**Objective**
Give the lines of the records below as a JSON list of strings, one string per line, with blank lines left out. Include only the lines from the one containing "Please spot the person wearing" through the end of the records, both ends included.

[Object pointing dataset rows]
"""

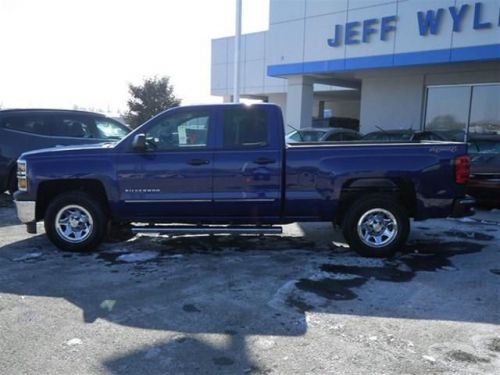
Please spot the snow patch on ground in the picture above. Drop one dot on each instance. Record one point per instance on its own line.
(138, 257)
(27, 257)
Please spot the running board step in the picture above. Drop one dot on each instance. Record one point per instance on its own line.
(208, 230)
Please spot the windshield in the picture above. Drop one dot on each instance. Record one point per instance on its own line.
(110, 129)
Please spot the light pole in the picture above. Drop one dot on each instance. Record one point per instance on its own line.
(236, 78)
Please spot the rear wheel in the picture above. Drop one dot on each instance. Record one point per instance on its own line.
(76, 222)
(376, 226)
(12, 183)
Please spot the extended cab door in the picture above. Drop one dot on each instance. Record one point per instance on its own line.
(247, 163)
(172, 178)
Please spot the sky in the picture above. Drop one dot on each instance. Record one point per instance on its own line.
(67, 53)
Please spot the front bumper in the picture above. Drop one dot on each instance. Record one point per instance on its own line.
(26, 211)
(463, 207)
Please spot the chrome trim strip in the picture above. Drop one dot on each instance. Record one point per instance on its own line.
(246, 200)
(26, 211)
(198, 200)
(166, 200)
(212, 230)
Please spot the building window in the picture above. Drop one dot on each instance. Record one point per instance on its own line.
(453, 111)
(485, 110)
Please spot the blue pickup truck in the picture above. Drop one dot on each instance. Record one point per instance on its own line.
(226, 169)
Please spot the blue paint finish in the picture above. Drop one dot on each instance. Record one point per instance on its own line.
(487, 52)
(351, 32)
(387, 26)
(366, 62)
(368, 29)
(337, 37)
(458, 16)
(420, 58)
(429, 21)
(478, 24)
(491, 52)
(302, 182)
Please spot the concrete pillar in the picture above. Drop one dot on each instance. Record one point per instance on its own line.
(299, 102)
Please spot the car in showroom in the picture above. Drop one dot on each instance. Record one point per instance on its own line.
(24, 130)
(484, 183)
(322, 135)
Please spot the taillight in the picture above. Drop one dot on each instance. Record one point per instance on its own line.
(462, 169)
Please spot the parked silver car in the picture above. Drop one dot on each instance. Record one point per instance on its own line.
(322, 135)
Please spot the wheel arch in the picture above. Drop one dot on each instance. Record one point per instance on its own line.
(48, 190)
(402, 190)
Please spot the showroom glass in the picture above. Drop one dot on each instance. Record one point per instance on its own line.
(453, 110)
(245, 128)
(180, 130)
(448, 109)
(485, 110)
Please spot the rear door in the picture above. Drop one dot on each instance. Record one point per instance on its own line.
(247, 164)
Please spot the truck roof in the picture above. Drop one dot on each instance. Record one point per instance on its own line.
(38, 110)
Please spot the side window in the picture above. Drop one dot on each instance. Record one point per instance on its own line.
(334, 137)
(349, 137)
(35, 124)
(245, 128)
(180, 130)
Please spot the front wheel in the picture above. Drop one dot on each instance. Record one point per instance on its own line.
(75, 222)
(376, 226)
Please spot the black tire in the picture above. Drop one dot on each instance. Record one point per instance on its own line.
(92, 220)
(12, 183)
(386, 221)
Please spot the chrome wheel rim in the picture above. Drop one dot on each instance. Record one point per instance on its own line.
(74, 223)
(377, 228)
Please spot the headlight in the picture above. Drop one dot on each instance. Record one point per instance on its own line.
(22, 179)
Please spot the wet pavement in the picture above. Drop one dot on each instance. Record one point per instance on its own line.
(299, 303)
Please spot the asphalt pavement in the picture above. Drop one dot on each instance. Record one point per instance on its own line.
(299, 303)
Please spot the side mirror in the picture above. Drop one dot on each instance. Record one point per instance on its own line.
(139, 142)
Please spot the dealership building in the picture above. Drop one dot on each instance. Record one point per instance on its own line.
(391, 64)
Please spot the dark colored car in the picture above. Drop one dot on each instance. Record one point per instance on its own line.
(322, 135)
(484, 183)
(406, 135)
(24, 130)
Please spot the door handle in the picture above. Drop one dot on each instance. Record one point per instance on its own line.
(264, 161)
(197, 162)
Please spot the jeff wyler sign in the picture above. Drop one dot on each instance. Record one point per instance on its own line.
(429, 22)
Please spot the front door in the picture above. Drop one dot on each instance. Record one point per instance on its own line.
(172, 178)
(247, 164)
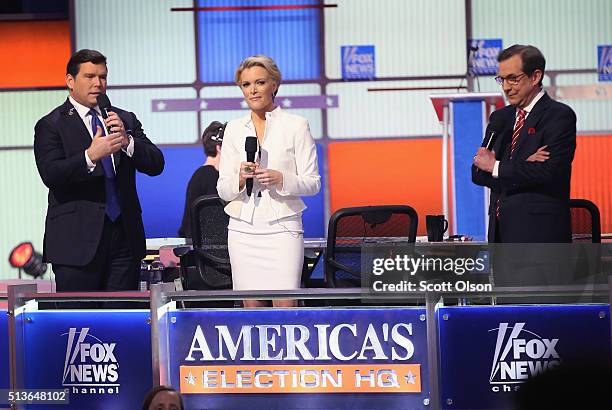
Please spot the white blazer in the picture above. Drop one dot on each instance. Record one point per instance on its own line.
(287, 147)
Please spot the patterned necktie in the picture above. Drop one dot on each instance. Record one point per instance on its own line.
(113, 209)
(520, 121)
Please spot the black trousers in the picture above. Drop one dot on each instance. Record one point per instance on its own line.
(113, 267)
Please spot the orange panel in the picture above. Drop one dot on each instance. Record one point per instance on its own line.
(402, 172)
(34, 53)
(592, 175)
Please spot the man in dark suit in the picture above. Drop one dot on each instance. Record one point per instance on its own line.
(94, 236)
(526, 157)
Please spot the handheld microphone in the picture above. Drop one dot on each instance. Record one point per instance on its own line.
(250, 146)
(104, 104)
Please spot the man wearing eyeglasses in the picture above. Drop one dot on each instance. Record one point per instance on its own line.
(526, 157)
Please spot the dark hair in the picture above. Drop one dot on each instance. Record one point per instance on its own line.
(213, 136)
(84, 56)
(532, 58)
(153, 392)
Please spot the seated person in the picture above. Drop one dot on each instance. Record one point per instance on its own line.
(163, 398)
(204, 179)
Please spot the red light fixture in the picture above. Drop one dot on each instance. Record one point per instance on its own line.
(23, 256)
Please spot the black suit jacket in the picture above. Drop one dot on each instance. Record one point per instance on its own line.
(77, 203)
(534, 196)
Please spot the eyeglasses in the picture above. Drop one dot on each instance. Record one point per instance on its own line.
(512, 79)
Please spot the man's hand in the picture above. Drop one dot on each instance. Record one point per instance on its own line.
(103, 146)
(115, 125)
(541, 155)
(484, 159)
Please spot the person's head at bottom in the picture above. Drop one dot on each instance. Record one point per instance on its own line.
(163, 398)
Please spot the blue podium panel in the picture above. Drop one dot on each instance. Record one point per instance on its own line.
(4, 354)
(468, 197)
(487, 352)
(296, 358)
(284, 31)
(102, 358)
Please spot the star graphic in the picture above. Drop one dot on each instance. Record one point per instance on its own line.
(190, 379)
(410, 378)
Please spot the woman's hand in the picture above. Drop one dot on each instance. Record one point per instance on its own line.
(269, 177)
(541, 155)
(247, 170)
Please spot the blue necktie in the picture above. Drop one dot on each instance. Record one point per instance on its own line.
(113, 209)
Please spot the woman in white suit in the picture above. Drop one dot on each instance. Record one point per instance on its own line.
(265, 235)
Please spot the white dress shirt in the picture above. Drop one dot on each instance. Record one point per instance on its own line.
(288, 147)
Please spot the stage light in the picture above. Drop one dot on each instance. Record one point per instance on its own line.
(23, 256)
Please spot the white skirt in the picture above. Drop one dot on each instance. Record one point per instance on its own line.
(266, 255)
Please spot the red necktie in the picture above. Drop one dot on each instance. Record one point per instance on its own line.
(520, 121)
(518, 126)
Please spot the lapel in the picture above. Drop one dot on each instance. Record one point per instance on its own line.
(74, 126)
(532, 120)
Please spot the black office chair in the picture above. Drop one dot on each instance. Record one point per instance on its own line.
(586, 221)
(350, 228)
(207, 265)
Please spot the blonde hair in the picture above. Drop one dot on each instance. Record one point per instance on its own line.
(263, 61)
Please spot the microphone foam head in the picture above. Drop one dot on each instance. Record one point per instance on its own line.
(250, 144)
(103, 101)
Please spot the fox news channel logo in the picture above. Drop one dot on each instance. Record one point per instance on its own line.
(520, 354)
(482, 56)
(358, 62)
(90, 365)
(350, 371)
(604, 62)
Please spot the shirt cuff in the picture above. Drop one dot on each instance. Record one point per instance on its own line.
(129, 150)
(90, 164)
(495, 172)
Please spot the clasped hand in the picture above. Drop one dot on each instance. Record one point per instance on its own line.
(103, 146)
(266, 177)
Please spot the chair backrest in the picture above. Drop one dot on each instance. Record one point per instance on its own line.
(586, 221)
(350, 228)
(209, 238)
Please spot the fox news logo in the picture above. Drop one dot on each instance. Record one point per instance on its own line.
(358, 62)
(482, 56)
(604, 62)
(519, 355)
(90, 366)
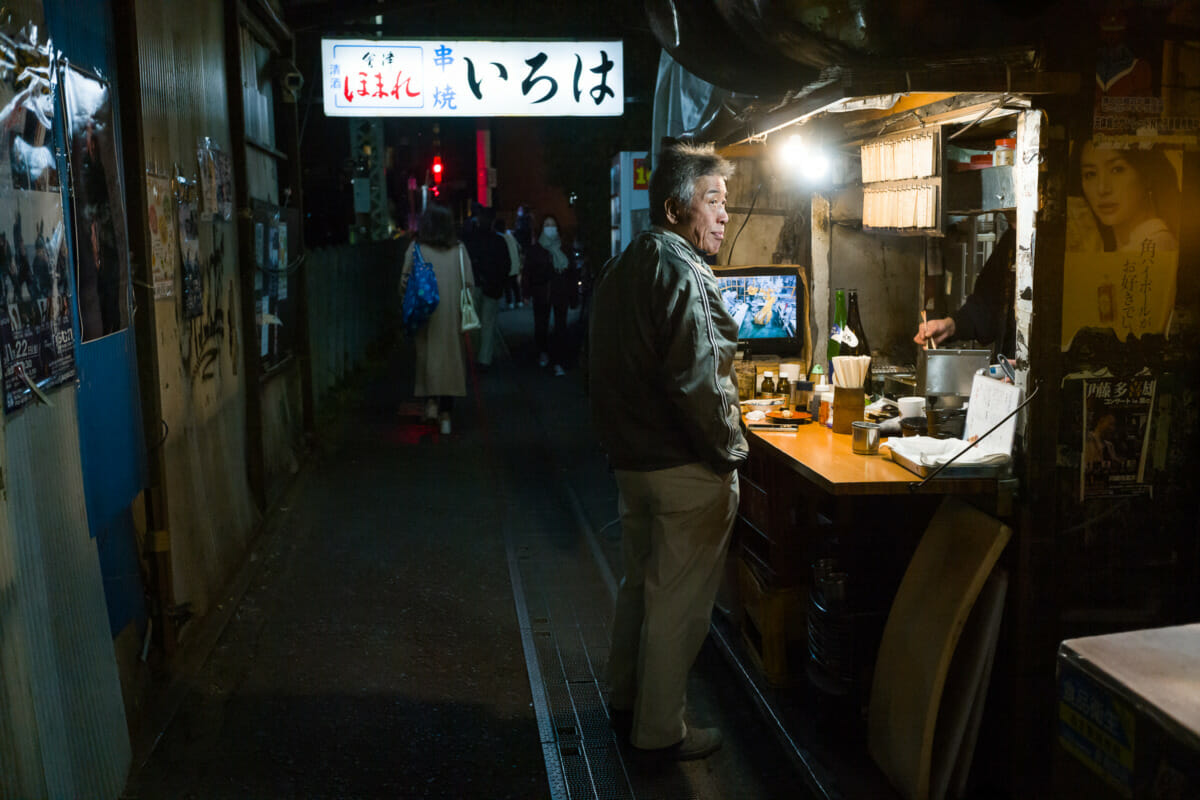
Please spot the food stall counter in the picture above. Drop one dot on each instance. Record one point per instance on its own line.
(827, 459)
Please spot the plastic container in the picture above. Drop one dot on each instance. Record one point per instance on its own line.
(1005, 152)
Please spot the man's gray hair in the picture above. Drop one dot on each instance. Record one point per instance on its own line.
(676, 172)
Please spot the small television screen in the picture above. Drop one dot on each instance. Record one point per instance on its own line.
(763, 304)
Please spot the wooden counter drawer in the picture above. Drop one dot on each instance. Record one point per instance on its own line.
(754, 504)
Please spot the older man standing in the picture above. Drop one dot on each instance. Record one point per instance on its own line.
(665, 408)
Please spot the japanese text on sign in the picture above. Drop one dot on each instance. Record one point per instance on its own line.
(472, 78)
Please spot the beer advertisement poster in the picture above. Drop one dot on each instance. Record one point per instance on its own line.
(36, 335)
(1116, 435)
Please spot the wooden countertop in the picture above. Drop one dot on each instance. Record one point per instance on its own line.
(827, 459)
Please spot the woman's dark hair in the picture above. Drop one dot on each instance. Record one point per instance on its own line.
(1155, 170)
(436, 227)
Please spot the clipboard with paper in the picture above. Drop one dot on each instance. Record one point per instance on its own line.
(990, 456)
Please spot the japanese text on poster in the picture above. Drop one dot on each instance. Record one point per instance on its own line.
(1116, 433)
(160, 211)
(472, 78)
(36, 336)
(100, 233)
(190, 251)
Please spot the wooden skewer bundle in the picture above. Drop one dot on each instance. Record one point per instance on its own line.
(851, 371)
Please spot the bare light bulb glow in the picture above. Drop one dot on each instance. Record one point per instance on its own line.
(804, 160)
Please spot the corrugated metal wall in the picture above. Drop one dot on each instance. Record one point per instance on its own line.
(63, 695)
(203, 390)
(353, 300)
(63, 729)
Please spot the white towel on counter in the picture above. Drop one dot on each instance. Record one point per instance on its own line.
(929, 451)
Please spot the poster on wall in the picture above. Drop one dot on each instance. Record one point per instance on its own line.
(1123, 200)
(1147, 92)
(36, 336)
(1122, 240)
(161, 218)
(1116, 435)
(100, 234)
(216, 182)
(190, 250)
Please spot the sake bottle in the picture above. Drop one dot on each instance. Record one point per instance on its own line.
(834, 347)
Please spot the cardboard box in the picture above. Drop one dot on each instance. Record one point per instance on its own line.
(1129, 710)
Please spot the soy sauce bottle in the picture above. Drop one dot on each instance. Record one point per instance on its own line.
(768, 384)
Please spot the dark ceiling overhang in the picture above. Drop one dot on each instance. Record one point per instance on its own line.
(789, 60)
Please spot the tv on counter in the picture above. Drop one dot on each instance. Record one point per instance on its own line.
(766, 302)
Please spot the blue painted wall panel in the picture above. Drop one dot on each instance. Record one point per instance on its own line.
(111, 440)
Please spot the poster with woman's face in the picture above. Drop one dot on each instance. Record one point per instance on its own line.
(101, 248)
(1122, 240)
(36, 336)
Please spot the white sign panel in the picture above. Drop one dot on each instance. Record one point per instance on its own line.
(472, 78)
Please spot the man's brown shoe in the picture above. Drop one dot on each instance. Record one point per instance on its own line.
(696, 744)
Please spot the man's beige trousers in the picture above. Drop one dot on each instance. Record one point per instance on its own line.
(676, 527)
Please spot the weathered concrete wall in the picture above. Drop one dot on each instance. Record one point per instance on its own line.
(886, 271)
(202, 386)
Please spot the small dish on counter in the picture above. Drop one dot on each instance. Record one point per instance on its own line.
(787, 416)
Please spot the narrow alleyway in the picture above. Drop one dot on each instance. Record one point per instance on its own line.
(429, 619)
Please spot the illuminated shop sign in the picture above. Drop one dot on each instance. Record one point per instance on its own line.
(472, 78)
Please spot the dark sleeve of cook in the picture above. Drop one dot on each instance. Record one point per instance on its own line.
(988, 312)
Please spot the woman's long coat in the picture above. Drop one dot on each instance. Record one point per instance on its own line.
(441, 370)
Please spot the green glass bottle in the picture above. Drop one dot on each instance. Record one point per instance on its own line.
(833, 348)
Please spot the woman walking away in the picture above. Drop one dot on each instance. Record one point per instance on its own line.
(546, 286)
(441, 372)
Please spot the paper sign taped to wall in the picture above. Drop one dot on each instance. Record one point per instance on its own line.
(990, 402)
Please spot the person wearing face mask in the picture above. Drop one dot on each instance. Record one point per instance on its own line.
(546, 286)
(665, 408)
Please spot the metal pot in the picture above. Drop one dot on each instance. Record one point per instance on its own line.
(948, 374)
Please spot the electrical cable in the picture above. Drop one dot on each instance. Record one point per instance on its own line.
(749, 211)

"""

**Solution to this problem**
[
  "Please spot the person wearing face mask in the picture above. Drop one dot on each instance. Record one point per instance on its own line.",
  "(546, 286)",
  "(665, 408)",
  "Please spot the metal pot in the picture above. Drop one dot on each instance. Record one point per instance on its own line.",
  "(948, 374)",
  "Please spot the electrical cable in the picture above. Drop one dot on each instance. Record one point per instance on its own line.",
  "(749, 211)"
]